▶ _Exercise brief_: Copy out every record below with complete accuracy.

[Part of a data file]
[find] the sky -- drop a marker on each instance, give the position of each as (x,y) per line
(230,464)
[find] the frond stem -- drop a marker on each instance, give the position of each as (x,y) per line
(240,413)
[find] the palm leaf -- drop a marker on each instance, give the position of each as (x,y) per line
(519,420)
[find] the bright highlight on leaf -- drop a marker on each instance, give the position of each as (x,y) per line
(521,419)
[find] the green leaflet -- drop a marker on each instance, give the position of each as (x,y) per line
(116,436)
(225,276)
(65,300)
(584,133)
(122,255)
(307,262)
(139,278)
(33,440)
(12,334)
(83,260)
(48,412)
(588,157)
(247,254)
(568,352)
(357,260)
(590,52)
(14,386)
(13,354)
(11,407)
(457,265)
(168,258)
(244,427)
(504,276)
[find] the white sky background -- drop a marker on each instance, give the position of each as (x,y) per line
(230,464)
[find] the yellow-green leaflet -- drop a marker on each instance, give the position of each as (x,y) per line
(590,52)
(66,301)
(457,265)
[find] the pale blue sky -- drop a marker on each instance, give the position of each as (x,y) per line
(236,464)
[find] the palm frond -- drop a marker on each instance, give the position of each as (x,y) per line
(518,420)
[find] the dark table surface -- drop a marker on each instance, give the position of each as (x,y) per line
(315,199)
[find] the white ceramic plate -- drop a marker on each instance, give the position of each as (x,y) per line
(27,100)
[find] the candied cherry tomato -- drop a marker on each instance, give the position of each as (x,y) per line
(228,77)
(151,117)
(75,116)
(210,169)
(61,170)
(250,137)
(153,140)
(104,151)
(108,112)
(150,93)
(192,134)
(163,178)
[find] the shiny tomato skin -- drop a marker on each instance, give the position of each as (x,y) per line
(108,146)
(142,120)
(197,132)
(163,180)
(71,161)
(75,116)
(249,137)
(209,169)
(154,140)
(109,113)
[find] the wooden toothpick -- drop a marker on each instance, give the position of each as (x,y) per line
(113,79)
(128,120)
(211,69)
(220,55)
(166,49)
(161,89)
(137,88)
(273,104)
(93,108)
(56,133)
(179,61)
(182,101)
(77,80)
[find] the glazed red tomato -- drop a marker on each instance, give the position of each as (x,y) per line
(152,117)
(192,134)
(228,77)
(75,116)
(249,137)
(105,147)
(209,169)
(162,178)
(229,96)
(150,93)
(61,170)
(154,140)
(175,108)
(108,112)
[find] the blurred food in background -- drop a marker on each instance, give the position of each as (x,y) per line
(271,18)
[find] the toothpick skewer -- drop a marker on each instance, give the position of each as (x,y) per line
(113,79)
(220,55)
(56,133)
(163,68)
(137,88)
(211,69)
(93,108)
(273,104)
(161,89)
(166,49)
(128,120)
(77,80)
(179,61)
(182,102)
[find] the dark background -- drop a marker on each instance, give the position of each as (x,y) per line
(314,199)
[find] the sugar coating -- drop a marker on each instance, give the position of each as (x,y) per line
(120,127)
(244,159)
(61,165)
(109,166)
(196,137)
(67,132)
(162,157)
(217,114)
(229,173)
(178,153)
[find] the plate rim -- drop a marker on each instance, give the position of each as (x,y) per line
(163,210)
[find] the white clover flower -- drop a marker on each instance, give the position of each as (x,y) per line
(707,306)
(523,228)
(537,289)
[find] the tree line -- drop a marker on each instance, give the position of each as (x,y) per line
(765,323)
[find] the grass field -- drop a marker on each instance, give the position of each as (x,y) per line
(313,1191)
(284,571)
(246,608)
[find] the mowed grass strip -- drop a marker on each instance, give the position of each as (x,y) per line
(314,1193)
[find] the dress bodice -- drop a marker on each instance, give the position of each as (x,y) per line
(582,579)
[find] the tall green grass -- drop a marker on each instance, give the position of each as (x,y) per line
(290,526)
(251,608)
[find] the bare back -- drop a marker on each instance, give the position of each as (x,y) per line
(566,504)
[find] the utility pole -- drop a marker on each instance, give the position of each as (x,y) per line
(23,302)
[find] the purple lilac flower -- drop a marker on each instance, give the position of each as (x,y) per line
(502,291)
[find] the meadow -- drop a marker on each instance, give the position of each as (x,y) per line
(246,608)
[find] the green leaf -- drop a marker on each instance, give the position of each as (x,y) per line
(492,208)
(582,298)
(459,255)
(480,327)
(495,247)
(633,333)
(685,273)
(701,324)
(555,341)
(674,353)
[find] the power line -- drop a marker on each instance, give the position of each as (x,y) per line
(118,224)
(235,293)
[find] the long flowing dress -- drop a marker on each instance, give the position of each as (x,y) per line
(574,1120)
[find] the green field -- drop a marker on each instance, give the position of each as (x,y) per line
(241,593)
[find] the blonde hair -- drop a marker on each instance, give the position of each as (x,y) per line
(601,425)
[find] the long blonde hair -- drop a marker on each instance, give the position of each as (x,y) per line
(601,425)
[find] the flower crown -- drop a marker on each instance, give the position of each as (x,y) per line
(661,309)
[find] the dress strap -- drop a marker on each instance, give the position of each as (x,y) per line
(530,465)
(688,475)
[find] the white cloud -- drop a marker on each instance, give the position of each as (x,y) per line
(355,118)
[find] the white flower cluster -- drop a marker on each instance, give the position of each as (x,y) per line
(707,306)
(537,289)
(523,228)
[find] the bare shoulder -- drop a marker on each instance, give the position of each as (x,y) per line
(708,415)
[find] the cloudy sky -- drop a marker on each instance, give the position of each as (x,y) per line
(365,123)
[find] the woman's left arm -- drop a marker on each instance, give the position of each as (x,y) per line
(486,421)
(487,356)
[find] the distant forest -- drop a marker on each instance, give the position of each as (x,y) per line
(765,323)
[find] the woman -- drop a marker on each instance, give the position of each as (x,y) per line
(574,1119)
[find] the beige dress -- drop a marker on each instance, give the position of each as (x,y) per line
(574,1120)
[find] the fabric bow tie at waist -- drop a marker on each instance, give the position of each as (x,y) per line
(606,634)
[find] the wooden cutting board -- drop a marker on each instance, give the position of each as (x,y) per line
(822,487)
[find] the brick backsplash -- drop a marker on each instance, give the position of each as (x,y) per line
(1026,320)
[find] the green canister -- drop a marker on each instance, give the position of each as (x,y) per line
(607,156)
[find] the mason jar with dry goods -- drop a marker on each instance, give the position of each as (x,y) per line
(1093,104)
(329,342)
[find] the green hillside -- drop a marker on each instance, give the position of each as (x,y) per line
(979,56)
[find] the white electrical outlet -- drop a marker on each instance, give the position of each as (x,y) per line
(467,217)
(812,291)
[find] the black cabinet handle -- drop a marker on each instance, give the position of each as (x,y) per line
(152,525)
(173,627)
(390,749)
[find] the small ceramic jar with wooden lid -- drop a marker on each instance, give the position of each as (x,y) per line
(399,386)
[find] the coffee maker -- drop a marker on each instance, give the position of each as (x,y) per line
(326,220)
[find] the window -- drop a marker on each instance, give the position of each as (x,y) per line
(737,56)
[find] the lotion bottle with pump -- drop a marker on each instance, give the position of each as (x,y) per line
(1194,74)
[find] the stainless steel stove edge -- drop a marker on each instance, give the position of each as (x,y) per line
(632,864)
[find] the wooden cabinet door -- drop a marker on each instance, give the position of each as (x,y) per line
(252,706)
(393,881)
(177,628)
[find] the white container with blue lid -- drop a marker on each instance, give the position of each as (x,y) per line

▶ _Exercise response_:
[find] the sky -- drop a marker on each instance, give the position of each as (x,y) per line
(230,464)
[find] the frond stem -- drop a marker on each instance, give the position of each as (x,y) per line
(240,413)
[find] the palm leaf -- drop a marker on each instance, give the position of each as (x,y) per line
(519,420)
[find] the bright highlight on leaf -- drop a marker on each instance, give the position of each as (x,y) per line
(521,419)
[find] the green leaflet -- drop a marker on each instance, give the position of each as (x,y) per line
(116,436)
(225,276)
(65,300)
(584,133)
(122,255)
(307,262)
(139,278)
(33,440)
(12,334)
(83,260)
(48,412)
(588,157)
(247,254)
(568,352)
(357,260)
(590,52)
(14,386)
(13,354)
(11,407)
(457,265)
(168,258)
(244,427)
(504,276)
[find] the white sky background -- drop a marker on each instance, give the position of each as (x,y) per line
(230,464)
[find] the yellow-green leaflet -- drop a marker on each instance, give the position of each as (x,y) per line
(590,52)
(66,301)
(457,265)
[find] the pale blue sky -- drop a marker on each instance, give the position of each as (x,y) per line
(236,464)
[find] the palm frond -- drop a marker on each instance, give the position of each as (x,y) per line
(518,420)
[find] the dark table surface -- drop a marker on each instance, give the position of each as (x,y) per line
(315,199)
[find] the white ceramic plate -- drop a marker on each instance, give the position of each as (x,y) per line
(27,100)
[find] the candied cherry tomato -- drop a marker on each instance, give the position of each as (x,y) per line
(228,77)
(151,117)
(75,116)
(210,169)
(61,170)
(250,137)
(153,140)
(104,151)
(108,112)
(150,93)
(192,134)
(163,178)
[find] the shiny tomato skin -- drop a marker on each instance, give the position of each as (x,y) per line
(108,146)
(142,120)
(197,132)
(163,180)
(71,161)
(75,116)
(249,137)
(209,169)
(154,140)
(109,113)
[find] the wooden toothpick -- drop a marker on each instance, give the position of each as (x,y) per line
(113,79)
(128,120)
(211,69)
(220,55)
(166,49)
(161,89)
(137,88)
(273,104)
(93,108)
(56,133)
(179,61)
(182,101)
(77,80)
[find] the glazed red tomato -- drop a marker on each instance, give the position of each as (x,y) per line
(152,117)
(192,134)
(228,77)
(75,116)
(249,137)
(105,147)
(209,169)
(162,178)
(229,96)
(150,93)
(61,170)
(154,140)
(175,108)
(108,112)
[find] the blurred food in background -- drop a marker on each instance, give the position of each as (x,y) per line
(271,18)
[find] the toothpick skewer -- drop a marker on each instance, give the position of each as (x,y) per line
(113,79)
(220,55)
(56,133)
(163,68)
(137,88)
(211,69)
(93,108)
(273,104)
(161,89)
(166,49)
(128,120)
(77,80)
(179,61)
(182,102)
[find] the dark background -- drop a marker on each instance, give the position of each as (x,y) per line
(314,199)
[find] the sugar coating -- drop a marker on each instance, give the position of each as (x,y) per line
(120,127)
(244,159)
(61,165)
(109,166)
(196,137)
(67,132)
(162,157)
(217,114)
(229,173)
(178,153)
[find] the plate rim -- drop a marker on each instance, give the position of each as (x,y) per line
(163,210)
[find] the white clover flower -- drop a marker on each instance, give the position of each as (x,y) per line
(707,306)
(523,228)
(537,289)
[find] the tree line -- drop a marker on each instance, give the position of each as (x,y) per line
(765,323)
[find] the grass field -- drop a marker on each instance, give the position of each as (x,y) per line
(313,1191)
(284,571)
(246,608)
[find] the mowed grass strip -- drop a marker on each instance, give the position of each as (x,y) per line
(314,1193)
[find] the dress bodice -- drop a marker on each instance, give the position of each as (x,y) per line
(582,579)
[find] the tall green grass -- drop a marker on each instance, give the position of each as (x,y) per line
(290,526)
(251,608)
[find] the bare back -- drop a marker on each instance, give the position of each as (x,y) per line
(566,504)
[find] the utility pole -- drop a marker on each instance, give the position of each as (x,y) per line
(23,302)
[find] the purple lilac flower -- drop a marker on each instance, give the position of each as (x,y) per line
(502,291)
[find] the meadow -- drop a marker on each instance, give the position of each as (x,y) per line
(246,608)
[find] the green leaf -- drop a marker on each instance, give the position of each as (x,y) per line
(492,208)
(582,298)
(459,255)
(480,327)
(495,247)
(633,333)
(685,273)
(701,324)
(555,341)
(674,353)
[find] the power line -- drop a marker on each instance, give the position of each as (x,y) per line
(118,224)
(235,293)
[find] the long flowing dress -- drop a marker on each instance, give the position of each as (x,y) per line
(574,1120)
[find] the green field -- drop a marker on each instance, give the position of each as (x,y) per line
(241,593)
[find] the blonde hair -- drop a marker on each instance, give the position of each as (x,y) per line
(601,425)
[find] the long blonde hair -- drop a marker on each instance, give the position of each as (x,y) per line
(601,425)
[find] the flower crown -- drop a marker on each instance, give the position of each as (x,y) per line
(661,309)
[find] the dress strap -- drop a marker on each instance, give the position of each as (x,y) per line
(530,465)
(688,475)
[find] the white cloud -- drop a marker on each instance, give the position of each as (x,y) per line
(355,118)
[find] the white flower cluster -- drop a marker on each instance, give the position of each as (x,y) per line
(707,306)
(537,289)
(523,228)
[find] the bare shoulder -- drop a marker on each instance, give the position of each as (x,y) per line
(708,415)
[find] the cloudy sky -- drop a marker on each instance, give the position of each as (x,y) per line
(365,123)
[find] the woman's left arm -- drop a marker on each instance, give the position of each as (x,y) per line
(486,421)
(487,356)
[find] the distant forest -- drop a marker on each instance, give the position of each as (x,y) per line
(765,323)
[find] the woman -- drop a marker on each instance, give the position of each as (x,y) per line
(574,1119)
[find] the beige dress -- drop a marker on each instance, give the position of each as (x,y) per line
(574,1120)
[find] the fabric bow tie at waist -- drop a marker on each instance, give the position of each as (x,y) per line
(606,634)
[find] the wooden cutting board -- drop a marker on each instance, give the position of each as (x,y) per line
(822,487)
[find] the brick backsplash -- drop a marker on each instance, give the position of each as (x,y) per line
(1026,320)
[find] the green canister -- drop a marker on each instance, give the position of each as (x,y) per line
(607,156)
[find] the mason jar with dry goods -- drop a marker on each instance, give the position of each as (x,y) per line
(1093,104)
(329,342)
[find] the green hillside -- drop a marker on each instance, give the position of each as (x,y) per line
(979,56)
[find] the white electrical outlet -- drop a marker on each instance, give the position of each as (x,y) per line
(467,217)
(812,291)
[find] the black cabinet handle -- drop a marker on each instance, give the position of each as (x,y) per line
(152,525)
(173,627)
(390,749)
[find] the small ceramic jar with wooden lid -- drop a marker on each instance, give the position of each as (x,y) per line
(399,386)
[find] the coffee maker -- drop a marker on each instance, give the position of each as (x,y) per line
(326,220)
[find] the window -- drop a marker on each instance, give the position of each as (x,y) per line
(737,56)
[find] the lotion bottle with pump -- drop a marker on each instance, give the position of each as (x,y) per line
(1194,74)
[find] the stainless steel stove edge -- drop a marker on each instance, give the position of each as (x,y) per line
(632,864)
[find] the wooden cabinet door -- drop a marker on each instance, give the position of each as (x,y) per line
(252,706)
(393,881)
(177,628)
[find] the white container with blue lid -- drop a marker on each instance, give the position of each as (x,y) per line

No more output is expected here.